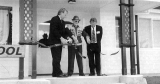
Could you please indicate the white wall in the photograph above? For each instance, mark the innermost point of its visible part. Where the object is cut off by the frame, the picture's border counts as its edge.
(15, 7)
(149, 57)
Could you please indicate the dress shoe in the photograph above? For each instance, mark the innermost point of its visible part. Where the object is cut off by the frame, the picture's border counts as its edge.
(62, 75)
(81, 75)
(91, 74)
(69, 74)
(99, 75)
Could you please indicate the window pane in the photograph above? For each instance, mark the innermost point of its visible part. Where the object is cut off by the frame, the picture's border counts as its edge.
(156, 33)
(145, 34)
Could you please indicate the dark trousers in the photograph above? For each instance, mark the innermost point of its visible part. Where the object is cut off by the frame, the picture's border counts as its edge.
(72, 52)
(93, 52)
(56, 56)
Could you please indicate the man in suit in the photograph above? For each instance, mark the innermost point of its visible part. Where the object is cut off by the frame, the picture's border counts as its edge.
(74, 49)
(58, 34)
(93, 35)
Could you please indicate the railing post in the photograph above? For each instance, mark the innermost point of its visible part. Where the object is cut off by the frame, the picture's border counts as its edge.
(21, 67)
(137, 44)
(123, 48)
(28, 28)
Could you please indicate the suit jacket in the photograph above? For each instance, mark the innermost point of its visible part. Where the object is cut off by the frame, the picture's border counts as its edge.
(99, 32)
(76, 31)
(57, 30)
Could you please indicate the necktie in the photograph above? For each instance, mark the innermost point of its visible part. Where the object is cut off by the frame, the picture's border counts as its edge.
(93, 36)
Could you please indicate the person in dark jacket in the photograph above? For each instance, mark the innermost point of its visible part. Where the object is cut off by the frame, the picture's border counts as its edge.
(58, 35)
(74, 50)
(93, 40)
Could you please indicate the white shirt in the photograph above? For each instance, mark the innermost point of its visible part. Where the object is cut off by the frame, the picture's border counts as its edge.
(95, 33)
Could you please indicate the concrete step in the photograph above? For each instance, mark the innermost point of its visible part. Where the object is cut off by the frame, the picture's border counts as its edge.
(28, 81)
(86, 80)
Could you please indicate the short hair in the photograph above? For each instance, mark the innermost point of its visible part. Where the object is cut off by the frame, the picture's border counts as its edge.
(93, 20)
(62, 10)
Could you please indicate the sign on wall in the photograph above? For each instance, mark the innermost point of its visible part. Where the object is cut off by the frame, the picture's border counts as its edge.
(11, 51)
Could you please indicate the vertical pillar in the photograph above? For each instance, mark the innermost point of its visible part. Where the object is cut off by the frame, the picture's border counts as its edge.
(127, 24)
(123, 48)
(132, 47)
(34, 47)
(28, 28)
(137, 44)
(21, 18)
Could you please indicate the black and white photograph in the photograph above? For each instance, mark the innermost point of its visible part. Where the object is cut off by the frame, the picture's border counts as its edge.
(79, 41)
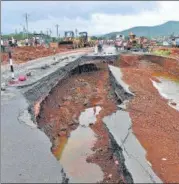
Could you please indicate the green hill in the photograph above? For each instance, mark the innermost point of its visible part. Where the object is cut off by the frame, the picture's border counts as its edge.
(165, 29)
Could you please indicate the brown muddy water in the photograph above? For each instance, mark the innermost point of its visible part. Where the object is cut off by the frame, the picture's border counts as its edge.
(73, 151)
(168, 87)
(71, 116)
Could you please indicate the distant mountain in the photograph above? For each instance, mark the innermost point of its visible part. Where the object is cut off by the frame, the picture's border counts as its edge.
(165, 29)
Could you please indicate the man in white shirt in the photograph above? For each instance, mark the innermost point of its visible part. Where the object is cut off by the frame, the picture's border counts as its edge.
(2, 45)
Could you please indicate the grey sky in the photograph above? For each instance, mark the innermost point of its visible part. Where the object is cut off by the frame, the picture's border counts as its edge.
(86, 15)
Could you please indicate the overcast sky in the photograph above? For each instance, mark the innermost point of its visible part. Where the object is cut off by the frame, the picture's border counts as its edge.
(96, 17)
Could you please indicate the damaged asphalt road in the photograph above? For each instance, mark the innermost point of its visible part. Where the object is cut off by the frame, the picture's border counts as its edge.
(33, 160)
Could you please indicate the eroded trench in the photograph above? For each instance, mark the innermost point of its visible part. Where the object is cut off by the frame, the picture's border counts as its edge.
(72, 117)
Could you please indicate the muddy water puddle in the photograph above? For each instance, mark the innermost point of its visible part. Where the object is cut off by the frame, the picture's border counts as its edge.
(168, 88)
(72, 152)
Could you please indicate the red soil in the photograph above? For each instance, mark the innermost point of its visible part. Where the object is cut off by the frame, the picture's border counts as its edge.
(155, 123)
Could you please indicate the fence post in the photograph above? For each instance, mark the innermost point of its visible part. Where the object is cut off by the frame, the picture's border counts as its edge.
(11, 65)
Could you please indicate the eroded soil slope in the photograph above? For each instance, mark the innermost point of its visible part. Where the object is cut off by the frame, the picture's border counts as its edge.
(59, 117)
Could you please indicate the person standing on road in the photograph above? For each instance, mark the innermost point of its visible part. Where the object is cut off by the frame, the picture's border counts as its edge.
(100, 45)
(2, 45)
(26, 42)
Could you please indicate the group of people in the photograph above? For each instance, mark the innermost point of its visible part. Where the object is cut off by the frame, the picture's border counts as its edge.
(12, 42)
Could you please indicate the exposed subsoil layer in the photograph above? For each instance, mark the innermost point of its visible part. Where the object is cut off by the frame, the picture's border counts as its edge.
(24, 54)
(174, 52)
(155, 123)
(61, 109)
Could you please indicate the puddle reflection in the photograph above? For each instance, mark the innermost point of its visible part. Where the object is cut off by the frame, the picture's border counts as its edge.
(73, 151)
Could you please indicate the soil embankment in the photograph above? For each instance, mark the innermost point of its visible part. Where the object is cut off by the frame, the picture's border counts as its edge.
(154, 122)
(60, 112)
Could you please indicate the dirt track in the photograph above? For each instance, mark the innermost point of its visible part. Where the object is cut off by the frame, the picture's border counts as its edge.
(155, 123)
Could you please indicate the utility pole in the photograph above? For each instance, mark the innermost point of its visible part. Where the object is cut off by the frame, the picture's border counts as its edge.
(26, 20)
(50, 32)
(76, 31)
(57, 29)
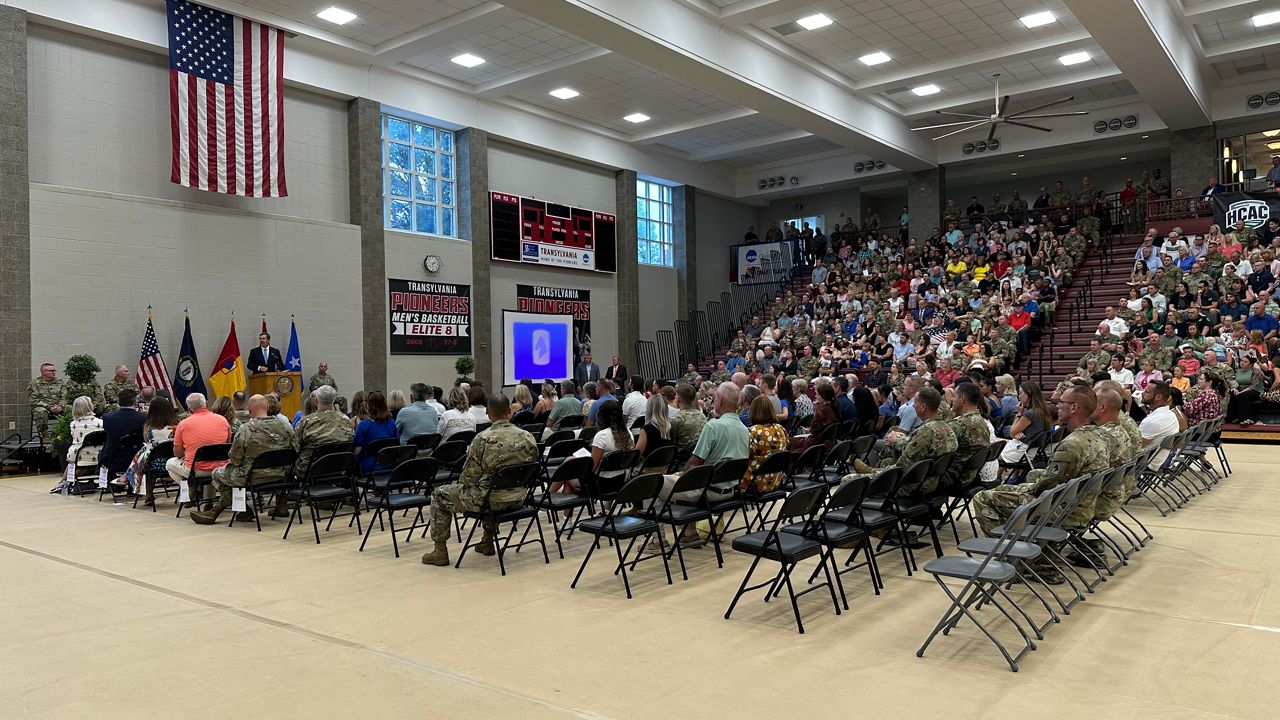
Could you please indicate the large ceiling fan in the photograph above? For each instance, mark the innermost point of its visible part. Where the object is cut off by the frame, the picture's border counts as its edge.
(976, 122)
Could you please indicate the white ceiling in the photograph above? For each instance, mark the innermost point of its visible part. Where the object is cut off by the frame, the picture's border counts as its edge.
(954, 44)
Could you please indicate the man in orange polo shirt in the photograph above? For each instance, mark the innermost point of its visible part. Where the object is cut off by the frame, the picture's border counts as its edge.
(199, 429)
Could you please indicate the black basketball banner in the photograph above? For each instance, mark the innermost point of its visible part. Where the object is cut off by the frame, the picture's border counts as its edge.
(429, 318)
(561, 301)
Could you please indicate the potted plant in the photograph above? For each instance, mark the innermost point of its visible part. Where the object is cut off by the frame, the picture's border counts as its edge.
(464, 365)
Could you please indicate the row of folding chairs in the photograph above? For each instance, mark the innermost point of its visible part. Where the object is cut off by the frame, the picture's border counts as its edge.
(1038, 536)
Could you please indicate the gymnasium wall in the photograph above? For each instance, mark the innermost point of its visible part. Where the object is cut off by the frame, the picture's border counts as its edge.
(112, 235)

WHAT YOU NEED TO DO: Reproduce all of the rows above word for word, leaving out the pictures.

SOLUTION TO THIS EXERCISE:
Could you please indicate the white wall in the photograph above? For each instance, mark the innermost point of its visible part. Where the object is cut off by the frame, the picture's border counts as its edge.
(15, 7)
(149, 57)
Could you please indicate the dress shoe in the photograph above? For each instance, mark the innermost point of its visible part. Where the object is cut off by the frame, the picture's border counts as its edge.
(62, 75)
(81, 75)
(91, 74)
(69, 74)
(99, 75)
Could you please indicate the window pane in the photograph above? For each instance, mark the innermost point of its visible part. Where the object is cut off by the frame, the picture's border counts as its edge.
(156, 33)
(145, 34)
Could you please indicate the dark trousers in the photograph above? For each instance, mark the innermost point of its visible part. Where the object is cut off by the frame, the picture's border counts as its edge.
(72, 52)
(93, 52)
(56, 56)
Could you please indicate the man in suit in the photograph above? For each instance, mark the innermost point of its visible part. Where the object is cut off by the frame, the picture's border counts as its edge.
(74, 49)
(58, 34)
(93, 35)
Could you please indicate the railing post in the photograph above? For each instance, mark the innermost point of its visible part. Where the object is cut off by the frame, the picture's border counts as its edge.
(21, 67)
(137, 44)
(123, 48)
(28, 28)
Could you please indicate the suit jacket in the photograph above? For each instance, mark the innermost point of its visible part. Where the object is cut off by the frame, the picture's border counts as its edge.
(99, 32)
(76, 31)
(57, 30)
Could you please indicate the necktie in the photograph above? For each instance, mark the innermost point of its visible part. Where the object is cut off by the frame, the picture's border counts as its edge.
(93, 36)
Could you please indicate the person in dark jacket in the photograph above? For each instance, mark the innermost point of its visible part. Where the object is cut off by the frame, the picture's border counts as its edge.
(58, 35)
(74, 50)
(93, 40)
Could you please indicate the white shirt in the photograph above? For each instance, mark the innermost point of its visible part. Where the object is cut off by the frame, the picture's border counts as its edge.
(95, 33)
Could you please indicate the concrete step in the photograph above? For each instance, mark the innermost point of its visible part. Where the object is cut off by the frame, the picture's border counts as its edge.
(28, 81)
(86, 80)
Could you please indicate the short hair in the photograph above? For each instance, mark the innermost point of its visible part. Where the object is cut off by the frame, the picture's border counts as its edge.
(93, 20)
(62, 10)
Could you please indicate the sign on wall in the photograph above? For each instance, mark the innermost point of its visible part. Where the object is cut off by the frame, the picture's border counts as its edge.
(11, 51)
Could you please indicate the vertical pillar in the photograph above? For each instance, mark the innermost point of its visible part. Where the object is cut off by the frame, the picture's border counts as its edge.
(127, 24)
(123, 48)
(132, 47)
(34, 47)
(28, 28)
(137, 44)
(21, 18)
Could you please indicate the black and white photograph in the photograph above? For each instance, mark the innermost point of its visible part. Where the object is cut off by the frame, the picture's border counts as its edge.
(79, 41)
Could you please indicate the green hill in the photograph above? For each instance, mark the innermost point of its visible part. Where the object is cut off by the frame, the picture's border counts as its edge.
(165, 29)
Could you please indicate the brown muddy water in the photograph above? For each instance, mark the innermost point of its visible part. Where the object is cut off by the frame, the picture's border counts as its edge.
(73, 151)
(168, 87)
(71, 116)
Could you please indicate the distant mountain in the photograph above? For each instance, mark the innermost point of its visible part. Where the object is cut off by the frame, the picture's border counts as its edge.
(165, 29)
Could you please indicate the man in white shirt in the photograph above? For each instance, mark the innermost point of its visible part. Where the object is cut off by the frame, the picture's border counts as its edge.
(2, 45)
Could you please indicate the grey sky in the photograph above? For each instance, mark the innermost point of its visible part. Where the object is cut off by the frame, the picture's border counts as its edge.
(86, 15)
Could you please indicate the overcast sky in the photograph above? For each instance, mark the innermost point of its visible part. Where the object is cut off by the frame, the picture's border counts as its edge.
(96, 17)
Could you please indicate the damaged asphalt road in the photograph above? For each instance, mark the innermost point of its visible part. Where the object is cut off by the frame, the picture's border counts as its edge.
(33, 160)
Could you please indicate the eroded trench in the photograph above? For each instance, mark the innermost point of its visible part. Where the object is cut off by the frame, the picture's border counts as its edge.
(72, 117)
Could you please indicate the muddy water puddle in the photograph above? For each instance, mark the innermost point of its visible part. Where the object is cut off by the frame, the picture's border counts as its edge.
(168, 88)
(72, 152)
Could you please indicate the red soil in the photograph above? For each instance, mark the innermost point of its visible part. Where the object is cut off by the frame, the picture's border counts as its edge.
(155, 123)
Could you please indicate the fence post in the photograph above? For each instance, mark the innermost point of its visible part. Where the object is cut off by the frame, the picture's border counts as its edge.
(11, 65)
Could you please indicate the eroded soil slope in the photograph above? For each instance, mark the innermost point of its visible part. Where the object is cut off by the frame, the picture's border counts as its edge.
(59, 117)
Could you please indicate the person standing on road in the photograph above? For each instance, mark the innermost point of its visible part. Where the object is cut off by the frame, the picture's border counts as its edge.
(100, 45)
(2, 45)
(26, 42)
Could you please indicate the group of people in the photograph above? For each instance, mark the innermost point of its visible part. Where the object is cut off by the frame, the picture's border counts as its edge.
(12, 42)
Could you please indicate the exposed subsoil layer in the photograph above? For each instance, mark the innermost point of its visible part. Where the object is cut off by the frame, the picture's border counts as its edge.
(24, 54)
(174, 52)
(155, 123)
(61, 109)
Could you please indicate the puddle reflection in the photograph above? For each instance, mark the innermost point of its visible part. Where the object is cut off by the frame, the picture's border counts as its edge.
(73, 151)
Could you please indicate the soil embankment in the photograph above? For each instance, mark the innermost point of its visible part. Where the object is cut off by the frame, the picture's border counts as its edge.
(154, 122)
(60, 112)
Could you please indicate the dirt track in the photograph above? For each instance, mark the innermost point of its visible part. Where the object is cut off by the frame, the picture's border counts as its edge.
(155, 123)
Could you please indicate the utility pole in the photograph above? For each instance, mark the innermost point of its visible part. Where the object is cut off by the frame, the picture's border counts as its edge.
(26, 20)
(50, 32)
(76, 31)
(57, 29)
Could you please indicate the large ceiling fan in the photograph above? For each instance, mark the innermost point of its visible part. Where the object is cut off by the frame, the picture's border counts as its edge.
(976, 122)
Could you please indicate the white ceiling in the photograph above? For each instance, mark the innermost point of its visible part. Where the object is cut off by the frame, the picture's border counts as its edge.
(954, 44)
Could you please indicate the man in orange polo shirt in the photograph above? For each instance, mark the innermost point of its visible part. Where the object is cut off by the frame, the picture's border counts as its edge.
(199, 429)
Could you please indicate the black basketball banner in the photograph above? For each instance, mark the innermost point of its visible part. Where the object is cut off by the frame, the picture's border counts as its edge.
(429, 318)
(561, 301)
Could you please indicate the potted plant in the photograph above? For each instance, mark the innermost point of its visible part. Where the object is cut off by the frame, the picture's border counts as its edge.
(464, 365)
Could you please indicate the row of folding chairs in the photograph above? For each instance, mark the innermost point of its visible part. Where the object is cut off by the frame, the picture's border counts as its edge.
(1038, 536)
Could you please indicate the gymnasium wall in the photograph above? For each instance, mark the innermost point of its visible part. Where the object is cut off by the frame, the picture's border counts as its edge.
(112, 235)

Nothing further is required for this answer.